> **PROVIDED PASSAGE**:
[start]
Re: [OpenIndiana-discuss] VMware

2013-08-11 Thread James Relph
Hi Ed, Chip,

Thanks for the responses, it was basically to see whether people had been 
having any compatibility issues with Oi as backend storage.  We've seen 
datastore disconnects in the ESXi hosts over both iSCSI and NFS, and it seemed 
odd that there'd be the same problems across both protocols.  Didn't really 
show up in testing and I've seen other people  running this kind of setup 
without issue, so it was really a question to see if there were any other 
people seeing the same thing.  At the same time as the hosts were seeing 
disconnects we had other machines using the same iSCSI targets without any 
errors at all, so it is all a bit odd.

Thanks,

James


On 10 Aug 2013, at 14:32, Edward Ned Harvey (openindiana) 
openindi...@nedharvey.com wrote:

 From: James Relph [mailto:ja...@themacplace.co.uk]
 Sent: Saturday, August 10, 2013 6:12 AM
 
 Is anybody using Oi as a data store for VMware using NFS or iSCSI?
 
 I have done both.  What do you want to know?
 
 I couldn't measure any performance difference nfs vs iscsi.  Theoretically, 
 iscsi should be more reliable, by default setting the refreservation and 
 supposedly guaranteeing there will always be disk space available for writes, 
 but I haven't found that to be reality.  I have bumped into full disk 
 problems with iscsi just as much as nfs, so it's important to simply monitor 
 and manage intelligently.  And the comstar stuff seems to be kind of 
 unreliable, not to mention confusing.  NFS seems to be considerably easier to 
 manage.  So I would recommend NFS rather than iscsi.
 
 ___
 OpenIndiana-discuss mailing list
 OpenIndiana-discuss@openindiana.org
 http://openindiana.org/mailman/listinfo/openindiana-discuss

___
OpenIndiana-discuss mailing list
OpenIndiana-discuss@openindiana.org
http://openindiana.org/mailman/listinfo/openindiana-discuss


Re: [OpenIndiana-discuss] VMware

2013-08-11 Thread Jim Klimov

On 2013-08-11 11:13, James Relph wrote:

Hi Ed, Chip,

Thanks for the responses, it was basically to see whether people had been 
having any compatibility issues with Oi as backend storage.  We've seen 
datastore disconnects in the ESXi hosts over both iSCSI and NFS, and it seemed 
odd that there'd be the same problems across both protocols.  Didn't really 
show up in testing and I've seen other people  running this kind of setup 
without issue, so it was really a question to see if there were any other 
people seeing the same thing.  At the same time as the hosts were seeing 
disconnects we had other machines using the same iSCSI targets without any 
errors at all, so it is all a bit odd.
[end]
> **RECORD EXCERPTS**:
[start]
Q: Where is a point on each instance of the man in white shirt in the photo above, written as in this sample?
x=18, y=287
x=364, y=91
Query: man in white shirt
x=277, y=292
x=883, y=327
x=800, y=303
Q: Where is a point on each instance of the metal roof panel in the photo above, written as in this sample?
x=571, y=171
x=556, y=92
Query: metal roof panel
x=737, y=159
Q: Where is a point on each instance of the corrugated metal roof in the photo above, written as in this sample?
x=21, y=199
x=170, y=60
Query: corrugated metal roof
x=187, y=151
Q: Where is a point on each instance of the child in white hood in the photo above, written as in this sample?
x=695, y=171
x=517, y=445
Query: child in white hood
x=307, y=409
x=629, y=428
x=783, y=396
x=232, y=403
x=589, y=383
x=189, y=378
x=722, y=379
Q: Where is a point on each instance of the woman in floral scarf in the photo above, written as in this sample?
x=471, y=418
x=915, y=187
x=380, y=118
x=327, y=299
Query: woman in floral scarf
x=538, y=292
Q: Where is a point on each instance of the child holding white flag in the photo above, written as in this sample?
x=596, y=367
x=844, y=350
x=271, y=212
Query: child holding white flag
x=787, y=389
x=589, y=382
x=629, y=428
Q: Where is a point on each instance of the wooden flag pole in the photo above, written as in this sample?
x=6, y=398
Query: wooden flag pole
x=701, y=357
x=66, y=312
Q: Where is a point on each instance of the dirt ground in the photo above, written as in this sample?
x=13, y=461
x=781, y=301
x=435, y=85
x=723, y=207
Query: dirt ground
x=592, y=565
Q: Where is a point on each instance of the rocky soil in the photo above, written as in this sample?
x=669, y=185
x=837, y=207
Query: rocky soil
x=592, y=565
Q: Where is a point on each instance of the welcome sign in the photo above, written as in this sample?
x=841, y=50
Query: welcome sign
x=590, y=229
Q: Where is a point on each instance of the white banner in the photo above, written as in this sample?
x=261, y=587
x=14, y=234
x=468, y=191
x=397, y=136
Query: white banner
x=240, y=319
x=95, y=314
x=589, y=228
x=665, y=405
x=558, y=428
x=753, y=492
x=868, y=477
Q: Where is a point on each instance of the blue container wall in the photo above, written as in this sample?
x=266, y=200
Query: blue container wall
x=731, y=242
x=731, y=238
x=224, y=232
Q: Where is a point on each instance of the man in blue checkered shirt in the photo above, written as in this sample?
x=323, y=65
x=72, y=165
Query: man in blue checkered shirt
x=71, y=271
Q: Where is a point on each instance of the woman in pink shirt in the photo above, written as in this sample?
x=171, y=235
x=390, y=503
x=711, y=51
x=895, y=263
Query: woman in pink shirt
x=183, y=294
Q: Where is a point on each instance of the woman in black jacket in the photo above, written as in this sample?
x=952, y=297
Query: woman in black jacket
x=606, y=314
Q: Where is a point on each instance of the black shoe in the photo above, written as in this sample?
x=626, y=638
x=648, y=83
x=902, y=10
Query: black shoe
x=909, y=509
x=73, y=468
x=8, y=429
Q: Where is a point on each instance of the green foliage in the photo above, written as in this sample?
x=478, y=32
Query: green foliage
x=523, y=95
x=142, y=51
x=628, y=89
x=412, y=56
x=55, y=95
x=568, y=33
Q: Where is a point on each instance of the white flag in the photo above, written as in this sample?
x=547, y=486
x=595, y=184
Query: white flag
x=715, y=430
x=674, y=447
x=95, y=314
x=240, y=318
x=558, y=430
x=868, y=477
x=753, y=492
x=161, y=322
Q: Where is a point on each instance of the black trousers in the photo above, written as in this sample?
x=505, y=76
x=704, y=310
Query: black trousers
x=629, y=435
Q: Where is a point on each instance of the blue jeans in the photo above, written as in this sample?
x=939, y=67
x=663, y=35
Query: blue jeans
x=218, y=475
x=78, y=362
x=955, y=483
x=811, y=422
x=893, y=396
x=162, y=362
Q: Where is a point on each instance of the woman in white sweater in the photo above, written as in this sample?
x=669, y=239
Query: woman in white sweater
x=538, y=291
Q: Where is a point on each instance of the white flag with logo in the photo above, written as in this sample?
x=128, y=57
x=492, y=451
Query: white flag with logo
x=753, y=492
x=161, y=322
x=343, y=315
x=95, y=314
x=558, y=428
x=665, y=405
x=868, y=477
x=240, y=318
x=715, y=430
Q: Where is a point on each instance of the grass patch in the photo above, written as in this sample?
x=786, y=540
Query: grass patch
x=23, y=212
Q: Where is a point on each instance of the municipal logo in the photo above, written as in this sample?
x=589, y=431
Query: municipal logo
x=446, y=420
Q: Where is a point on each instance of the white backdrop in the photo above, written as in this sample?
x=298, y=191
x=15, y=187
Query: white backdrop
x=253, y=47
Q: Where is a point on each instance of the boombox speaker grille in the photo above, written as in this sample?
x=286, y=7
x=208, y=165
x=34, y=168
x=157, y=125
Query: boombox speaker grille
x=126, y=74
[end]
> **JOBS**:
1: From the OpenIndiana thread, write out the passage starting at "On 10 Aug 2013, at" and ending at "NFS or iSCSI?".
2: In the OpenIndiana thread, over which protocols did the ESXi hosts see datastore disconnects?
3: Based on the OpenIndiana thread, why does Edward recommend NFS rather than iSCSI for a VMware data store?

> **CORRECT ANSWERS**:
1:
On 10 Aug 2013, at 14:32, Edward Ned Harvey (openindiana) 
openindi...@nedharvey.com wrote:

 From: James Relph [mailto:ja...@themacplace.co.uk]
 Sent: Saturday, August 10, 2013 6:12 AM
 
 Is anybody using Oi as a data store for VMware using NFS or iSCSI?

2: Over both iSCSI and NFS.

3: He could not measure any performance difference between the two, and he ran into full disk problems with iSCSI as often as with NFS, despite the refreservation that should guarantee space. He also found the COMSTAR side unreliable and confusing, while NFS was considerably easier to manage.